# DOCUMENT SECTION:
Note: the workflow description file must have a .wdl or .cwl extension to be recognized during the automated deployment.

The following example implement the steps foo and bar for the foo_bar pipeline. Each step will execute independently on a single EC2 machine.

pipeline-foo_bar
│
├── descriptions
│   ├── foo.cwl
│   └── bar.wdl
..

Typically, when creating a workflow description file, the code will make reference to a Docker container. To store these containers, we use private ECR repositories that are specific to each AWS account. To ensure that the description file points to the appropriate image, we utilize two placeholders, VERSION and ACCOUNT, which will be automatically substituted in the file with the relevant account information during deployment. If the code runs Sentieon software and requires the SENTIEON_LICENSE environmental variable to be set, the LICENSEID placeholder will be substituted by the code with the server address provided to the deploy command.

Example of a CWL code with the placeholders

#!/usr/bin/env cwl-runner

cwlVersion: v1.0

class: CommandLineTool

requirements:
  - class: EnvVarRequirement
    envDef:
      -
        envName: SENTIEON_LICENSE
        envValue: LICENSEID

hints:
  - class: DockerRequirement
    dockerPull: ACCOUNT/upstream_sentieon:VERSION

baseCommand: [sentieon, driver]

...
Docker Containers

As we are using temporary EC2 machines, all code to be executed must be packaged and distributed in Docker containers.

Each pipeline can have multiple containers, and each container requires its own directory with all the related components and the corresponding Dockerfile.

During the automated deployment, each image will be automatically built, tagged based on the name of the directory, and pushed to the corresponding ECR repository within AWS. More information on the deployment process here.

The following example will build the images image_foo and image_bar, and push them to ECR during the deployment.

pipeline-foo_bar
│
├── dockerfiles
│   │
│   ├── image_foo
│   │   ├── foo.sh
│   │   └── Dockerfile
│   │
│   └── image_bar
│       ├── bar.py
│       └── Dockerfile
..

# RAW DATA:
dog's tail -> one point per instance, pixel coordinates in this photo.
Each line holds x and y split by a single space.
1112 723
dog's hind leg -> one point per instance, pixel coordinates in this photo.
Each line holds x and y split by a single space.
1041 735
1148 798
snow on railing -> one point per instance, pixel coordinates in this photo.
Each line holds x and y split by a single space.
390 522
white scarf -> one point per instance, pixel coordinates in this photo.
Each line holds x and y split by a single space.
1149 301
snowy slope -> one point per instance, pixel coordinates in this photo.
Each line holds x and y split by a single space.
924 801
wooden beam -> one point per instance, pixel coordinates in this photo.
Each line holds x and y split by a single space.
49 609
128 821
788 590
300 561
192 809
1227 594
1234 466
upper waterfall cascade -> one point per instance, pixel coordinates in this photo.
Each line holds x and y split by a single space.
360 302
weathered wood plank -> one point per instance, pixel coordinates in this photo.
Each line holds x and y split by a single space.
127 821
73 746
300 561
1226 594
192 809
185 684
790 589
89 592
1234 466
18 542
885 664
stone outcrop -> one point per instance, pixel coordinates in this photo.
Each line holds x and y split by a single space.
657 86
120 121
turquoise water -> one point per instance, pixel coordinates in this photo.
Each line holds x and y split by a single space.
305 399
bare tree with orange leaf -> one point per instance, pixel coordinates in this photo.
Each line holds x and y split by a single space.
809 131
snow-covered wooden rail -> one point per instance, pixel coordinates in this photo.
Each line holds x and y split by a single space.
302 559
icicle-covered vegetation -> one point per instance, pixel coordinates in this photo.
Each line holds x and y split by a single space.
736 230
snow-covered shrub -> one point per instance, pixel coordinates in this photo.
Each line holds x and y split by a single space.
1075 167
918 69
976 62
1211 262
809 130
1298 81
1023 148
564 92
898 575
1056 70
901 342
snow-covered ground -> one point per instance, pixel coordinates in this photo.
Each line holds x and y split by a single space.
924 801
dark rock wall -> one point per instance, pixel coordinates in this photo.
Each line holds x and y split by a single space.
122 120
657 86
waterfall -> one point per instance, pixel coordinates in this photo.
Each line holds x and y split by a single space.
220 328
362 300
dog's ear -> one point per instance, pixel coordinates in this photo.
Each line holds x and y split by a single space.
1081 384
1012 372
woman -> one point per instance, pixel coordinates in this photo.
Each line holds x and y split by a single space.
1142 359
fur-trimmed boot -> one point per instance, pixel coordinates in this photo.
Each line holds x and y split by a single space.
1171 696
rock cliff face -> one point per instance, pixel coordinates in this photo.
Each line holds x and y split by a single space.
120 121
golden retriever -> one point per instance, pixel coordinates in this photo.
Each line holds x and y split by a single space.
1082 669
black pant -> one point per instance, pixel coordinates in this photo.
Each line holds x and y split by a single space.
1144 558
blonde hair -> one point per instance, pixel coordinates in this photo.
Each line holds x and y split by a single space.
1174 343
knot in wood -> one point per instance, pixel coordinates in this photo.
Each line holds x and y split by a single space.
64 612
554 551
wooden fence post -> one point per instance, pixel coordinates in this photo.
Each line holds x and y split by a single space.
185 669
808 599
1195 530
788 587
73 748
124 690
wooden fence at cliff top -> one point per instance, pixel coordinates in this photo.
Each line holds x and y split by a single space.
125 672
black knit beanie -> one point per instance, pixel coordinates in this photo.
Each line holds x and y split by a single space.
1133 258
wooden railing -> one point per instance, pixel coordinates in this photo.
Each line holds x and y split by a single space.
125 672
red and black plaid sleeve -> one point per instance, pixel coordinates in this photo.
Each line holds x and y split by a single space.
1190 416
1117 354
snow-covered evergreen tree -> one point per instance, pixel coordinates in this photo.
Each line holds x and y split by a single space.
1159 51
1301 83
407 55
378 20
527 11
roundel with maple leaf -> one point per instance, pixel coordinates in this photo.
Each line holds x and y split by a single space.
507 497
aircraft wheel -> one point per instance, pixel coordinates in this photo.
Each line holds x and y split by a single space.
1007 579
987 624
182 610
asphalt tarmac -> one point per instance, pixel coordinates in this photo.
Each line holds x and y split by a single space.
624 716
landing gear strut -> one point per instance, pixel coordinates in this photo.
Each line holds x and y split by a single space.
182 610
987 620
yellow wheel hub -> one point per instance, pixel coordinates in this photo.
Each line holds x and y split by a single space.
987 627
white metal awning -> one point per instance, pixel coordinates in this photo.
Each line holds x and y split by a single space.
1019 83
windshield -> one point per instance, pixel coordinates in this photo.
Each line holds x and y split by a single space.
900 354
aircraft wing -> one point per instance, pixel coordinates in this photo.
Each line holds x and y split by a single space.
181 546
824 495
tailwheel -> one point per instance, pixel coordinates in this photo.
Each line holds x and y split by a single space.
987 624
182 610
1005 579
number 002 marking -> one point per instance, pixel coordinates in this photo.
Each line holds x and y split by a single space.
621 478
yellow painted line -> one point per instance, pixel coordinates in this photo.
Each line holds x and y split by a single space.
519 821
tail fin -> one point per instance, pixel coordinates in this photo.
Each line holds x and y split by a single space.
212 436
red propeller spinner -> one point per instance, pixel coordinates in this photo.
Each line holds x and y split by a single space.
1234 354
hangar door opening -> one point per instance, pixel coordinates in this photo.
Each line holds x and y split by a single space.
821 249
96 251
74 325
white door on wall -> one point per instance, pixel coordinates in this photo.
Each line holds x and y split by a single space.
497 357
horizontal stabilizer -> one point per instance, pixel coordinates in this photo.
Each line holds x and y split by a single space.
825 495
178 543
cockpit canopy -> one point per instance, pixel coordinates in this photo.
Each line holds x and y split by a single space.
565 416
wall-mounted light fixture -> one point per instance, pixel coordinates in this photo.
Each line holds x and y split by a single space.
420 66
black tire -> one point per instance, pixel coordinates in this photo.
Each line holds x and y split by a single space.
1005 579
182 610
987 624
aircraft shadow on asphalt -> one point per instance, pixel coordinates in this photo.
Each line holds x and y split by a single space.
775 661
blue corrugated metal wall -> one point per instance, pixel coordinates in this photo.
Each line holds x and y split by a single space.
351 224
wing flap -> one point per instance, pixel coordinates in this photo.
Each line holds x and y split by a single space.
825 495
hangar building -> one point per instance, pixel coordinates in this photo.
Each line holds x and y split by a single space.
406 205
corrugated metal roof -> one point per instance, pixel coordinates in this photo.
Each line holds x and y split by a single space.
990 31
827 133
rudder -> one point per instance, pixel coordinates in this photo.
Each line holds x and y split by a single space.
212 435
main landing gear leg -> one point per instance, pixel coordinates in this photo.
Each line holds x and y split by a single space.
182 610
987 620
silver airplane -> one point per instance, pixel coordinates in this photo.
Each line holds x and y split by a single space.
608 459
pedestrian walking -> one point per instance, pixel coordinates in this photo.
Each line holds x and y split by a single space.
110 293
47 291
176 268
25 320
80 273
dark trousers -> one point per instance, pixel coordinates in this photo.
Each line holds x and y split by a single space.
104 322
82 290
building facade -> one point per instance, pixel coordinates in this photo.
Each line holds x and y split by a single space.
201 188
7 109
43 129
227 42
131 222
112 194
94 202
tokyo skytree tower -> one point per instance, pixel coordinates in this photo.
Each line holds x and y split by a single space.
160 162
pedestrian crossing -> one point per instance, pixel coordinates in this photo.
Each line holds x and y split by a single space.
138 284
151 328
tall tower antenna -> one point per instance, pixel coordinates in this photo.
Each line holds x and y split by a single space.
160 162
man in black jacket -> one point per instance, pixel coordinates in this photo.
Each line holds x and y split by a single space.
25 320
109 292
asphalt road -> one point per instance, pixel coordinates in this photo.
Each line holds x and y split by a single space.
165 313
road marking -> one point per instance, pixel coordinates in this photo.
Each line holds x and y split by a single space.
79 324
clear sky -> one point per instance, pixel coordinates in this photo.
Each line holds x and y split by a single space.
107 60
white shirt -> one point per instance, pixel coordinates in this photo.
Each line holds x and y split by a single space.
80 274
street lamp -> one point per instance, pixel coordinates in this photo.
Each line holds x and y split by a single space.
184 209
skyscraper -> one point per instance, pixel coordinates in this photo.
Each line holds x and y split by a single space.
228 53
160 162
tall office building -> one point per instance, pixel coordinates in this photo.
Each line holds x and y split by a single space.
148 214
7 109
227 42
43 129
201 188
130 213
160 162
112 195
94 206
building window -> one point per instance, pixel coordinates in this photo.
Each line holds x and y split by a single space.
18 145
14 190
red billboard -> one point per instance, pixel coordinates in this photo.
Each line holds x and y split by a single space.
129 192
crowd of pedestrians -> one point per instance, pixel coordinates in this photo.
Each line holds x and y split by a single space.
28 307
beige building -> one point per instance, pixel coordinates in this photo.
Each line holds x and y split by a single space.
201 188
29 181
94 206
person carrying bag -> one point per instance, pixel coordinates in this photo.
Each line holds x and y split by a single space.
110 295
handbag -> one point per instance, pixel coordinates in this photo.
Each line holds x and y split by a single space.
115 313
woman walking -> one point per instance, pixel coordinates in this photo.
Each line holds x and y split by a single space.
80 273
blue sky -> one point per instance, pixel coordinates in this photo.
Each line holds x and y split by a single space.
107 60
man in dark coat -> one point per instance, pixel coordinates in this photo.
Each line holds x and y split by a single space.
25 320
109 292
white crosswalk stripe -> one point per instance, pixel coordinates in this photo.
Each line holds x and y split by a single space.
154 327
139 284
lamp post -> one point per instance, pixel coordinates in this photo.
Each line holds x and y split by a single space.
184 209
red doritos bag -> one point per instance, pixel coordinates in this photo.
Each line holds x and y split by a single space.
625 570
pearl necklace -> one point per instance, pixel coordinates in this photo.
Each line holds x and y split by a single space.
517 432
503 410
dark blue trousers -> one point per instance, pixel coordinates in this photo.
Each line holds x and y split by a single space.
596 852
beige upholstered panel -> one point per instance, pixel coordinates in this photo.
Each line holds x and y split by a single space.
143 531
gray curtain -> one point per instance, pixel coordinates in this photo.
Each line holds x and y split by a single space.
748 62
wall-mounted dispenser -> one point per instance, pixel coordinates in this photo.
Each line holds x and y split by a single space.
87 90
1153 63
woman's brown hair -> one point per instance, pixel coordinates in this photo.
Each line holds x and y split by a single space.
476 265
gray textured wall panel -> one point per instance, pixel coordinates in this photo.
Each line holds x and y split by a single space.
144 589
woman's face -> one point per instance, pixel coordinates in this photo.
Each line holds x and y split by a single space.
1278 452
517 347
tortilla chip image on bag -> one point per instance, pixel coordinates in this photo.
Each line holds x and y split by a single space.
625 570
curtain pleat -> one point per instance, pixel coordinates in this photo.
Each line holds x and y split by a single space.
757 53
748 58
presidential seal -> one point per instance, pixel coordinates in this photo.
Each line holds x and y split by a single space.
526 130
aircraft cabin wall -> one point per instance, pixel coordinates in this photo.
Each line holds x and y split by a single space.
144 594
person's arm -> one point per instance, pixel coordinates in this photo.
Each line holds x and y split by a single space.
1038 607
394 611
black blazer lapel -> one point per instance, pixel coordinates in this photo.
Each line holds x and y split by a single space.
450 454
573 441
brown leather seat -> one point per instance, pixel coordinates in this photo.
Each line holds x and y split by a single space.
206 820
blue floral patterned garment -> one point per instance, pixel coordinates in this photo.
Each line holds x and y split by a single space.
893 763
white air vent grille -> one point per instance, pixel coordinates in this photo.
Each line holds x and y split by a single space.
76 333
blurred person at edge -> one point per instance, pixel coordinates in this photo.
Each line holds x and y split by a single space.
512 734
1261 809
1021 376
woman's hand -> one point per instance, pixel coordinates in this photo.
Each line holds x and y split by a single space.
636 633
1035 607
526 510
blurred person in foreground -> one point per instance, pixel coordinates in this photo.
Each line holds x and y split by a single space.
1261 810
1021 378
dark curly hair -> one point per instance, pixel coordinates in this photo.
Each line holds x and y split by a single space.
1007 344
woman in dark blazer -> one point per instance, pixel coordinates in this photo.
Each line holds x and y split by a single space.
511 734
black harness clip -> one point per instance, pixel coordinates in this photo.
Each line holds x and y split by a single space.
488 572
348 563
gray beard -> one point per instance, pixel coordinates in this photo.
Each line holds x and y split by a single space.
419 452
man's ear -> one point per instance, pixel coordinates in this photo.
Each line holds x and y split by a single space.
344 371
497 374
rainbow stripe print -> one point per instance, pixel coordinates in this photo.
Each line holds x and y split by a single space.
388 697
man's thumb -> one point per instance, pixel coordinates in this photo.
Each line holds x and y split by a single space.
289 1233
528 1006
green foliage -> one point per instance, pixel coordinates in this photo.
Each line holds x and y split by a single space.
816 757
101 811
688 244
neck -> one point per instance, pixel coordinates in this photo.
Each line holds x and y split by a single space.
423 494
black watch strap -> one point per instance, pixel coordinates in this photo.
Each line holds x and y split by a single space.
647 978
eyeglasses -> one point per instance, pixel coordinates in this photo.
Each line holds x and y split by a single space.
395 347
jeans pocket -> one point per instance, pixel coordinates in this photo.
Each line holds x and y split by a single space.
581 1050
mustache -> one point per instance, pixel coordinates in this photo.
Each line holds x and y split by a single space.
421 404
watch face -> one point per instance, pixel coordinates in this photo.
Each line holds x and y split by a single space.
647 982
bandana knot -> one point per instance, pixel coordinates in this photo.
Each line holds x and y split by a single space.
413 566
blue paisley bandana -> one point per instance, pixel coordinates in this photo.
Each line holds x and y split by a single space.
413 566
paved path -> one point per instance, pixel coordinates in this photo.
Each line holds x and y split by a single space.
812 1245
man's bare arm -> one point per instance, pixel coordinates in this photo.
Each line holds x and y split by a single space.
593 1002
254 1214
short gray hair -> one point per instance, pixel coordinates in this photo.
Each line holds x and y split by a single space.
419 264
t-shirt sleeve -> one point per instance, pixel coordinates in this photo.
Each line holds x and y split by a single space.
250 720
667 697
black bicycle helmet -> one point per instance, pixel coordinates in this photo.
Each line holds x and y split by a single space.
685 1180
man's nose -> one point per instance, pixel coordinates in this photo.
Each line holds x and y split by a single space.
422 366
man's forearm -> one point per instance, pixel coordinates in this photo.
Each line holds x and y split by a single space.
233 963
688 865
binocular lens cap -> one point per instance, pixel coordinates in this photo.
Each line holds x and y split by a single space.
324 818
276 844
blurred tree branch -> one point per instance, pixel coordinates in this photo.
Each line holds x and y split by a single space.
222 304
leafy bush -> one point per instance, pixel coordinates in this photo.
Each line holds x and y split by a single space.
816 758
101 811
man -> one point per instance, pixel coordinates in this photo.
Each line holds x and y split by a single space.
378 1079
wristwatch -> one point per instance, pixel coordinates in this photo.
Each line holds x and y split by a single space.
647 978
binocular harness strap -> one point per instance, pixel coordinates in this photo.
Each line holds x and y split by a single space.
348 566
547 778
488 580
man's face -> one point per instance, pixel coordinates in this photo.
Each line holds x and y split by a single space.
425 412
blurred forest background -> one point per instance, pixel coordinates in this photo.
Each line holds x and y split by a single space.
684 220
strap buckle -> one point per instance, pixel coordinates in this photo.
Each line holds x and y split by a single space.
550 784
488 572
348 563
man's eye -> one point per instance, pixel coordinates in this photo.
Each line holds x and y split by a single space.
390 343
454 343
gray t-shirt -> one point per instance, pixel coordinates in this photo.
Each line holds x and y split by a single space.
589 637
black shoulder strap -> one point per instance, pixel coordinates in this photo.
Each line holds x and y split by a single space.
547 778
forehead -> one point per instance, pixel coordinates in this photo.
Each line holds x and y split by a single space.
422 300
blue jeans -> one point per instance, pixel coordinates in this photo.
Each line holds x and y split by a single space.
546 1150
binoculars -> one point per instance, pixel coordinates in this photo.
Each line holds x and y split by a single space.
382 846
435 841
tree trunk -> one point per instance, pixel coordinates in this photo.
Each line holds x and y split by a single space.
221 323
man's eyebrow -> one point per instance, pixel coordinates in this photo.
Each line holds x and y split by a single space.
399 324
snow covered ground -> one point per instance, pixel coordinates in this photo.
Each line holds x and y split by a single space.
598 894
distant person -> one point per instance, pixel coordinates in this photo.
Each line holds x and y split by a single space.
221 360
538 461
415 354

# WORK TO DO:
a: Reproduce the pipeline documentation in full, word for word.
b: Find each line in the records that contains the string "wooden" and copy it out. Case counts.
The records are unrelated to the pipeline documentation.

# FINAL ANSWERS:
a:
Note: the workflow description file must have a .wdl or .cwl extension to be recognized during the automated deployment.

The following example implement the steps foo and bar for the foo_bar pipeline. Each step will execute independently on a single EC2 machine.

pipeline-foo_bar
│
├── descriptions
│   ├── foo.cwl
│   └── bar.wdl
..

Typically, when creating a workflow description file, the code will make reference to a Docker container. To store these containers, we use private ECR repositories that are specific to each AWS account. To ensure that the description file points to the appropriate image, we utilize two placeholders, VERSION and ACCOUNT, which will be automatically substituted in the file with the relevant account information during deployment. If the code runs Sentieon software and requires the SENTIEON_LICENSE environmental variable to be set, the LICENSEID placeholder will be substituted by the code with the server address provided to the deploy command.

Example of a CWL code with the placeholders

#!/usr/bin/env cwl-runner

cwlVersion: v1.0

class: CommandLineTool

requirements:
  - class: EnvVarRequirement
    envDef:
      -
        envName: SENTIEON_LICENSE
        envValue: LICENSEID

hints:
  - class: DockerRequirement
    dockerPull: ACCOUNT/upstream_sentieon:VERSION

baseCommand: [sentieon, driver]

...
Docker Containers

As we are using temporary EC2 machines, all code to be executed must be packaged and distributed in Docker containers.

Each pipeline can have multiple containers, and each container requires its own directory with all the related components and the corresponding Dockerfile.

During the automated deployment, each image will be automatically built, tagged based on the name of the directory, and pushed to the corresponding ECR repository within AWS. More information on the deployment process here.

The following example will build the images image_foo and image_bar, and push them to ECR during the deployment.

pipeline-foo_bar
│
├── dockerfiles
│   │
│   ├── image_foo
│   │   ├── foo.sh
│   │   └── Dockerfile
│   │
│   └── image_bar
│       ├── bar.py
│       └── Dockerfile
..

b:
wooden beam -> one point per instance, pixel coordinates in this photo.
snow-covered wooden rail -> one point per instance, pixel coordinates in this photo.
wooden fence post -> one point per instance, pixel coordinates in this photo.
wooden fence at cliff top -> one point per instance, pixel coordinates in this photo.
wooden railing -> one point per instance, pixel coordinates in this photo.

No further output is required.